EXTRAIT DU DOCUMENT ▸
● ● ● ● ● ● ●
L'actualité du
droit
La mort de Zyed et Bouna :
Relaxe des policiers, et faute de l’Etat
?
Gilles Devers
Mercredi 20 mai 2015
Le jugement de
relaxe du tribunal correctionnel de
Rennes, l’empressement du procureur à
dire qu’il ne ferait pas appel – logique
car il a requis la relaxe de longue
date, mais bon – , les cinglés de la
Droite pro-FN – de fifille Le Pen à
Estrosi – et le PS qui regarde ses
pompes, cette affaire est un massacre,
qui va laisser des traces douloureuses,
et pendant longtemps. Aujourd’hui, je ne
prends pas position. J’essaie de
retracer les faits et ce qu'a été
l’appréciation du tribunal, de manière
objective, et que chacun se fasse
ensuite son opinion. Avec juste quelques
commentaires.
Pascale a publié
les principaux extraits du
jugement du tribunal de Rennes.
1/ Les faits
Une dizaine de
gones venaient de jouer au foot sur un
terrain voisin de Livry-Gargan. Ils
s’amusent tranquillement – ce qui est
établi – mais un employé du funérarium
estime que ça ne va pas, et avertit le
commissariat à 17 h 21. Deux minutes
plus tard – appréciez la réactivité de
la police – une voiture de la BAC
débarque. Deux gosses sont arrêtés. Les
autres dégagent le terrain, l’équipage
lance un appel radio, et cinq voitures
de police affluent, car une grande
affaire de criminalité est en cours,
c’est évident. Sur place
14 fonctionnaires, et 4 autres sont à la
radio, à distance. Deux autres gosses
sont arrêtés, ce qui fait quatre au
total.
● ● ● ● ● ● ●
LIGNES FOURNIES ▸
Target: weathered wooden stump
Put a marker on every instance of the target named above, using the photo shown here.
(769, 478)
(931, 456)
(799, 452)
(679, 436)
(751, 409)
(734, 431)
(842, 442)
● ● ● ● ● ● ●
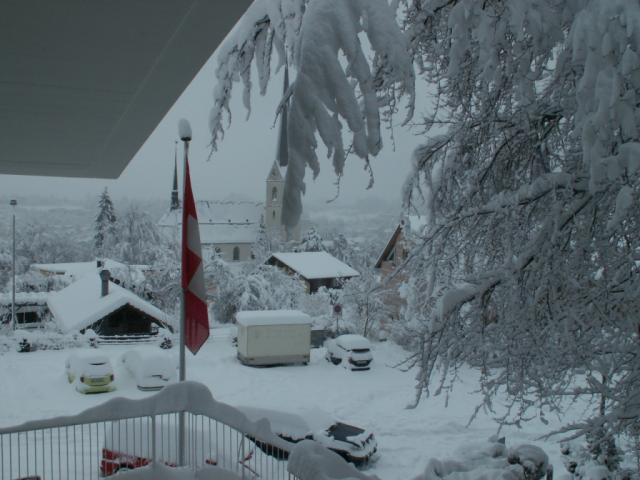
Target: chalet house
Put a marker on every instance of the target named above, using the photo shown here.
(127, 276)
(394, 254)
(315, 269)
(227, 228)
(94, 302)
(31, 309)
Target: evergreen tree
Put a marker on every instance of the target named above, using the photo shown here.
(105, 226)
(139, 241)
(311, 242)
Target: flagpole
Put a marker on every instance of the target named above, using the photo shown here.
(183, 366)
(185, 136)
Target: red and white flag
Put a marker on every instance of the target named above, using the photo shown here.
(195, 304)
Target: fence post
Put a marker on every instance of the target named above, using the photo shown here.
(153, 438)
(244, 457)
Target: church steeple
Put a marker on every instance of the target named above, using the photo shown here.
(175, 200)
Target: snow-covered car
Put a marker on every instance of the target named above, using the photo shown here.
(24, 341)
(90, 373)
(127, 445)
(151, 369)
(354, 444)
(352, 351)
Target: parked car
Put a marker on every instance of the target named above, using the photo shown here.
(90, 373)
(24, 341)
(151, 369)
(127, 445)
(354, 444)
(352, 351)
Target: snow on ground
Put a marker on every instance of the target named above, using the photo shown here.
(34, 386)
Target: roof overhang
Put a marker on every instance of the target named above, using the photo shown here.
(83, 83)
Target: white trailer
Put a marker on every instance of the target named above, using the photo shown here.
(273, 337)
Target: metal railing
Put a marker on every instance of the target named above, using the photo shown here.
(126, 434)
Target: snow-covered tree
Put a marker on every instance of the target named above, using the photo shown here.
● ● ● ● ● ● ●
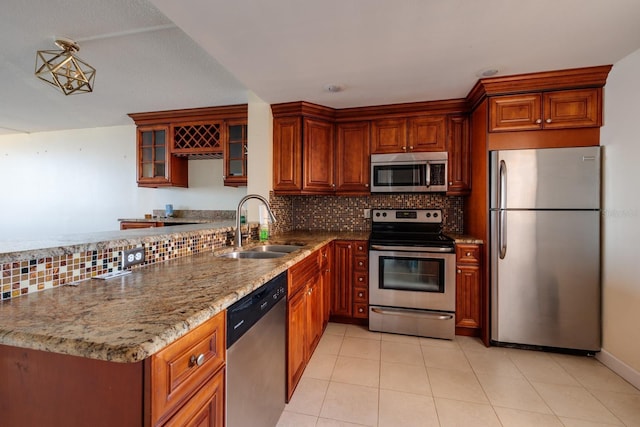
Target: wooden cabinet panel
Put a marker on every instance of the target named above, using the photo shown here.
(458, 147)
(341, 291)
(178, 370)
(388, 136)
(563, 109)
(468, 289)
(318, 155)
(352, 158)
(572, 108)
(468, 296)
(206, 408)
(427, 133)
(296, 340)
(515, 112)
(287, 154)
● ● ● ● ● ● ●
CONSIGNE ▸ Traduisez en anglais cette phrase de l'extrait sur la mort de Zyed et Bouna : « Ils s'amusent tranquillement – ce qui est établi – mais un employé du funérarium estime que ça ne va pas, et avertit le commissariat à 17 h 21. »

RÉSULTAT ATTENDU ▸ They are playing quietly – which is established – but an employee of the funeral home thinks something is wrong and alerts the police station at 5:21 p.m.